Records for identifying positions

******

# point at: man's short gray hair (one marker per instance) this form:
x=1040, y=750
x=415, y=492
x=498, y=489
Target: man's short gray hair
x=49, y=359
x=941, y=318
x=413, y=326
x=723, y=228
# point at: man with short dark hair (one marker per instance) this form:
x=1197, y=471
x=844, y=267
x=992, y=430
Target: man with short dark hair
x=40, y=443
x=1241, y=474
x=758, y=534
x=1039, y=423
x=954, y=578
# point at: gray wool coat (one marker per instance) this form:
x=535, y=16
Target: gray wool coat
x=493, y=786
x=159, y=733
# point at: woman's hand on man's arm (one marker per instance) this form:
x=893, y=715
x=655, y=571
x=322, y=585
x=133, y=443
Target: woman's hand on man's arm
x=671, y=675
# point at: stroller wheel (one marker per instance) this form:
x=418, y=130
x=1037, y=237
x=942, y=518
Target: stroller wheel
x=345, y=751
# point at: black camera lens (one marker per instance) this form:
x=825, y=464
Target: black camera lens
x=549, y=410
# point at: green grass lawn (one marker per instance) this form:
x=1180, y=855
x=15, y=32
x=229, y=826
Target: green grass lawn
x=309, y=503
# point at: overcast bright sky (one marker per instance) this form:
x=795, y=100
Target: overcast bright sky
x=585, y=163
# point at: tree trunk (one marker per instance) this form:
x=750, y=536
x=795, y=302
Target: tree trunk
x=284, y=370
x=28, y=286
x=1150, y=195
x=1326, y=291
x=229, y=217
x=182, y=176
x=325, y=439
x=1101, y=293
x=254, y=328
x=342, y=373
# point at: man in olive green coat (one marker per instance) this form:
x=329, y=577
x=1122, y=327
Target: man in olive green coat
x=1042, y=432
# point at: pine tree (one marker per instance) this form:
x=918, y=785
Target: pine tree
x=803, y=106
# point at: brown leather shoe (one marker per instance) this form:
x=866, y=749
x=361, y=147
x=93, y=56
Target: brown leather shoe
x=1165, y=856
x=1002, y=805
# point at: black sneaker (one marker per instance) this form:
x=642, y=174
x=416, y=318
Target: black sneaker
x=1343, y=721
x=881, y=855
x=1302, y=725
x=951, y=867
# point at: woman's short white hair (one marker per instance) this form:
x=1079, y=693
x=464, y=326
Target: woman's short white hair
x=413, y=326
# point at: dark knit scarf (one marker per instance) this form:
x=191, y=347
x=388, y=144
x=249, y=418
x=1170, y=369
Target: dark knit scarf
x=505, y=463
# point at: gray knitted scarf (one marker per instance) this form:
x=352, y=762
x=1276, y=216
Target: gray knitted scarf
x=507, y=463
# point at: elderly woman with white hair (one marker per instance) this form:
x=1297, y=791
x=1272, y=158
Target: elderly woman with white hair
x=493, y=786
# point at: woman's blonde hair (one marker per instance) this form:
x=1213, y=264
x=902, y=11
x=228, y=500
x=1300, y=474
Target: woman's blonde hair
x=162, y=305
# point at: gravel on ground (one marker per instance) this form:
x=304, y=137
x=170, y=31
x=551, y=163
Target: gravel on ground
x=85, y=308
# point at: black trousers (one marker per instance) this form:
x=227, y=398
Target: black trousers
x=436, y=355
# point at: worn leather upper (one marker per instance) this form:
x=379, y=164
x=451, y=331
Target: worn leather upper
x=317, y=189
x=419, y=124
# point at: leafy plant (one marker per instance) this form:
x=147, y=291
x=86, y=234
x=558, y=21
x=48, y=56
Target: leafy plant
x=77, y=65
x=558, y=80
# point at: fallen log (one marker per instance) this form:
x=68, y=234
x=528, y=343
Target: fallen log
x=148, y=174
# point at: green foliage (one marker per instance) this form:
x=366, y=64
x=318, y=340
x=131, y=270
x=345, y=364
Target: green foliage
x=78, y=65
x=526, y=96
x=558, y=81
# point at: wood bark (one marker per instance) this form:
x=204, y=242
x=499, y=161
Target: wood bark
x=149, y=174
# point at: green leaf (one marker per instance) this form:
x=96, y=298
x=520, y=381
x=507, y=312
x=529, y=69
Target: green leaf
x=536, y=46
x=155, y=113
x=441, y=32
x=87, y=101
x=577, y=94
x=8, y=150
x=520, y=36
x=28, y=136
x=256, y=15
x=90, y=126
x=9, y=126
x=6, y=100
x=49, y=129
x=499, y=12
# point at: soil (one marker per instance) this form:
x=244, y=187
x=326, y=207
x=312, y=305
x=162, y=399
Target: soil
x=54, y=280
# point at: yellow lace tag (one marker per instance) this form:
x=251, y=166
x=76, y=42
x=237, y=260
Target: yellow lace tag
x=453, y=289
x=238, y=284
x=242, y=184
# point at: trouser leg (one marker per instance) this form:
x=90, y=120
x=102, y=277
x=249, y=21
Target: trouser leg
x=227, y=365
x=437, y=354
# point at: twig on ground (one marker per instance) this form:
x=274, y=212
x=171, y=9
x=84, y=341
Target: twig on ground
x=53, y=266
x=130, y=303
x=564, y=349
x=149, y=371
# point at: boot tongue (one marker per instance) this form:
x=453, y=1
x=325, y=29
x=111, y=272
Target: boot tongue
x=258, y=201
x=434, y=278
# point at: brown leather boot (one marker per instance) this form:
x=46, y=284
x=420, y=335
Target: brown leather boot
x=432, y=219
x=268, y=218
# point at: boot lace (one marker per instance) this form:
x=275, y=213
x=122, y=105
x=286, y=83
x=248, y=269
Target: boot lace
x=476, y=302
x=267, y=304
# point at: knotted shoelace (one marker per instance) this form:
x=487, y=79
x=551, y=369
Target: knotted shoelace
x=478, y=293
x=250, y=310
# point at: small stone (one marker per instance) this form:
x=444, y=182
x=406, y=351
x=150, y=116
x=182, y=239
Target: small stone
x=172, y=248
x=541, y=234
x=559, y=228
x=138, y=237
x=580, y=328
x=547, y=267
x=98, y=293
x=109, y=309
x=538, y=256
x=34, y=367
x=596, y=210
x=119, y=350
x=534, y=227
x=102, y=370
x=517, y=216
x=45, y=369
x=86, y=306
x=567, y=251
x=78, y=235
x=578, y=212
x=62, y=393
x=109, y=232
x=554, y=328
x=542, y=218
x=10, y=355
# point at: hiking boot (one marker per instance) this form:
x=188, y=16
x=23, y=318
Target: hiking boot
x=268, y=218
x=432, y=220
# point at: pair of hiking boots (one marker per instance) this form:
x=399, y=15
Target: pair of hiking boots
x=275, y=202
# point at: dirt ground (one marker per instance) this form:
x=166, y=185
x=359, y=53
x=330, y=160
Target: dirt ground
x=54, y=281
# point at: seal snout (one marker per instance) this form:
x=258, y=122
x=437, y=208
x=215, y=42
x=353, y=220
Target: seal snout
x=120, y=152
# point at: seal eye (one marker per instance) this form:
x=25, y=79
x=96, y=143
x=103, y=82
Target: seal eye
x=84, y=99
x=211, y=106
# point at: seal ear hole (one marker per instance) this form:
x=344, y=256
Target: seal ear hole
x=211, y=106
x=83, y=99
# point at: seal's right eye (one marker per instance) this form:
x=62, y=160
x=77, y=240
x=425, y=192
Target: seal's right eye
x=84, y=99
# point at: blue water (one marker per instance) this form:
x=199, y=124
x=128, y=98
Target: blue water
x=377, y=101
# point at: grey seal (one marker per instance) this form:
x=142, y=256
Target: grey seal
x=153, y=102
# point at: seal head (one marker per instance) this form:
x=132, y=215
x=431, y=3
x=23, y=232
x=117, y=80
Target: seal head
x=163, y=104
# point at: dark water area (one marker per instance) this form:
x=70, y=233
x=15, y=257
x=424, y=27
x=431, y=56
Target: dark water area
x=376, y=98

******

*AIM OF THE EXERCISE*.
Rewrite all of the records above, replacing "one marker per instance" with "a single marker for each instance" and keeping everything else the same.

*SOLUTION FOR THIS TASK*.
# point at: man's short gray hair (a single marker for each instance) this form:
x=1040, y=750
x=415, y=492
x=498, y=489
Target: man's short gray hair
x=49, y=359
x=941, y=318
x=413, y=326
x=723, y=228
# point at: man with short dark hair (a single marker for each instance) this form:
x=1197, y=471
x=844, y=267
x=992, y=430
Target: man with short dark hair
x=40, y=443
x=1241, y=474
x=758, y=534
x=1039, y=423
x=954, y=578
# point at: gray wool coat (a single marker for each instance) this form:
x=535, y=16
Target: gray wool coat
x=493, y=786
x=159, y=733
# point at: woman's hand on man's arm (a single marker for each instance) this form:
x=893, y=715
x=655, y=571
x=322, y=585
x=133, y=443
Target: woman's hand on man's arm
x=671, y=675
# point at: stroller wheel (a single marker for each instance) this form:
x=418, y=130
x=1037, y=237
x=942, y=518
Target: stroller wheel
x=345, y=751
# point at: black camera lens (a single marker for each instance) this form:
x=825, y=464
Target: black camera lens
x=549, y=410
# point at: green grass lawn (a single marker for each instance) this form:
x=1180, y=855
x=15, y=32
x=229, y=826
Target: green grass lawn
x=309, y=503
# point at: overcast bright sky (a single marker for each instance) this form:
x=795, y=100
Target: overcast bright sky
x=585, y=163
# point at: tree trunk (a single marker for each instance) this form:
x=750, y=536
x=795, y=302
Target: tree trunk
x=284, y=370
x=28, y=286
x=1150, y=195
x=1326, y=291
x=229, y=217
x=182, y=176
x=325, y=439
x=1101, y=293
x=254, y=328
x=342, y=373
# point at: man in olive green coat (a single marker for each instance) this form:
x=329, y=577
x=1122, y=327
Target: man in olive green coat
x=1042, y=432
# point at: pine tree (a single marker for each instance) this form:
x=918, y=785
Target: pine tree
x=803, y=106
# point at: brown leather shoe (a single marker for each instance) this form:
x=866, y=749
x=361, y=147
x=93, y=56
Target: brown leather shoe
x=1165, y=856
x=1002, y=805
# point at: black sneaker (a single marker for each instance) this form:
x=642, y=174
x=416, y=318
Target: black sneaker
x=1343, y=721
x=881, y=855
x=1302, y=725
x=951, y=867
# point at: woman's short white hair (a single marker for each instance) this form:
x=1079, y=693
x=464, y=326
Target: woman's short white hair
x=413, y=326
# point at: dark knit scarf (a single marker for each instance) this form:
x=191, y=347
x=388, y=144
x=249, y=418
x=1170, y=369
Target: dark knit scarf
x=505, y=463
# point at: gray knitted scarf (a single marker for each instance) this form:
x=352, y=762
x=1276, y=216
Target: gray knitted scarf
x=507, y=463
# point at: elderly woman with white hair (a single marker for each instance) this form:
x=1297, y=791
x=1272, y=158
Target: elderly woman with white hair
x=493, y=786
# point at: woman's blonde hair (a single marker for each instance) this form:
x=1213, y=264
x=902, y=11
x=228, y=500
x=1300, y=474
Target: woman's blonde hair
x=162, y=305
# point at: gravel on ground (a single marker for each instance) this form:
x=304, y=137
x=170, y=31
x=551, y=163
Target: gravel on ground
x=85, y=308
# point at: black trousers (a single marker for each instance) this form:
x=227, y=398
Target: black trousers
x=436, y=355
# point at: worn leather upper (a single marker for each instance) this form:
x=379, y=164
x=451, y=331
Target: worn leather upper
x=317, y=189
x=419, y=124
# point at: leafy plant (a single marker for each instance) this form:
x=147, y=291
x=86, y=234
x=558, y=21
x=48, y=56
Target: leafy plant
x=77, y=65
x=558, y=80
# point at: fallen log (a single marker for each instance) this form:
x=68, y=234
x=528, y=343
Target: fallen log
x=148, y=174
# point at: green foliage (a single marker for each instance) this form:
x=366, y=64
x=318, y=340
x=131, y=270
x=345, y=364
Target: green foliage
x=78, y=65
x=526, y=96
x=558, y=81
# point at: wood bark (a single marker for each instance) this form:
x=204, y=242
x=499, y=161
Target: wood bark
x=149, y=174
# point at: green leaf (a single marker for each instance) this form:
x=96, y=298
x=520, y=381
x=507, y=312
x=529, y=69
Target: green leaf
x=536, y=46
x=155, y=113
x=441, y=32
x=87, y=101
x=577, y=94
x=8, y=150
x=520, y=36
x=28, y=136
x=256, y=15
x=90, y=126
x=9, y=126
x=6, y=100
x=49, y=129
x=499, y=12
# point at: soil (a single marker for each instance) this form:
x=244, y=187
x=326, y=207
x=312, y=305
x=162, y=399
Target: soil
x=54, y=280
# point at: yellow lace tag (a single marker for each instance) this form:
x=251, y=166
x=76, y=42
x=237, y=260
Target: yellow lace tag
x=453, y=289
x=238, y=284
x=242, y=184
# point at: trouser leg (a single marker for each instance) this form:
x=90, y=120
x=102, y=277
x=249, y=21
Target: trouser leg
x=227, y=365
x=437, y=354
# point at: twig on ground (a single marker for each instance) this form:
x=274, y=212
x=171, y=9
x=84, y=341
Target: twig on ground
x=53, y=266
x=130, y=303
x=564, y=349
x=149, y=371
# point at: boot tongue (a single marker for each instance) this form:
x=453, y=1
x=325, y=29
x=111, y=272
Target: boot tongue
x=258, y=201
x=434, y=278
# point at: brown leather boot (a single marker for each instance) this form:
x=46, y=284
x=420, y=335
Target: brown leather boot
x=432, y=219
x=268, y=218
# point at: boot lace (a single marker for each instance) this form:
x=275, y=213
x=122, y=105
x=286, y=83
x=248, y=269
Target: boot lace
x=476, y=302
x=267, y=304
# point at: knotted shoelace (a single marker for each instance) this form:
x=487, y=79
x=551, y=369
Target: knotted shoelace
x=478, y=293
x=250, y=310
# point at: small stone (a single marker for each instance) this form:
x=444, y=182
x=406, y=351
x=150, y=116
x=182, y=239
Target: small stone
x=172, y=248
x=541, y=234
x=559, y=228
x=138, y=237
x=580, y=328
x=547, y=267
x=98, y=293
x=109, y=309
x=538, y=256
x=34, y=367
x=596, y=210
x=119, y=350
x=534, y=227
x=102, y=370
x=517, y=216
x=45, y=369
x=86, y=306
x=567, y=251
x=78, y=235
x=578, y=212
x=62, y=393
x=109, y=232
x=554, y=328
x=542, y=218
x=10, y=355
# point at: hiking boot (a single marker for each instance) this form:
x=188, y=16
x=23, y=318
Target: hiking boot
x=268, y=218
x=432, y=220
# point at: pair of hiking boots (a single marker for each instance) this form:
x=399, y=15
Target: pair of hiking boots
x=275, y=202
# point at: dirt ground (a single marker for each instance) this form:
x=166, y=185
x=359, y=53
x=330, y=160
Target: dirt ground
x=54, y=281
# point at: seal snout (a single marker for each instance) this form:
x=258, y=122
x=437, y=208
x=215, y=42
x=353, y=220
Target: seal snout
x=120, y=152
# point at: seal eye (a single marker for each instance) this form:
x=25, y=79
x=96, y=143
x=103, y=82
Target: seal eye
x=84, y=99
x=211, y=106
# point at: seal ear hole (a single marker for each instance) this form:
x=344, y=256
Target: seal ear hole
x=211, y=106
x=83, y=99
# point at: seal's right eye (a single marker for each instance) this form:
x=62, y=160
x=77, y=240
x=425, y=192
Target: seal's right eye
x=84, y=99
# point at: blue water (a single marker for each instance) this form:
x=199, y=124
x=128, y=98
Target: blue water
x=377, y=101
# point at: grey seal (a single marker for each instance) this form:
x=142, y=256
Target: grey seal
x=153, y=102
# point at: seal head (a single marker for each instance) this form:
x=132, y=215
x=431, y=3
x=23, y=232
x=117, y=80
Target: seal head
x=163, y=104
# point at: dark water area (a single marker for each instance) this form:
x=70, y=233
x=15, y=257
x=424, y=27
x=431, y=56
Target: dark water area
x=376, y=98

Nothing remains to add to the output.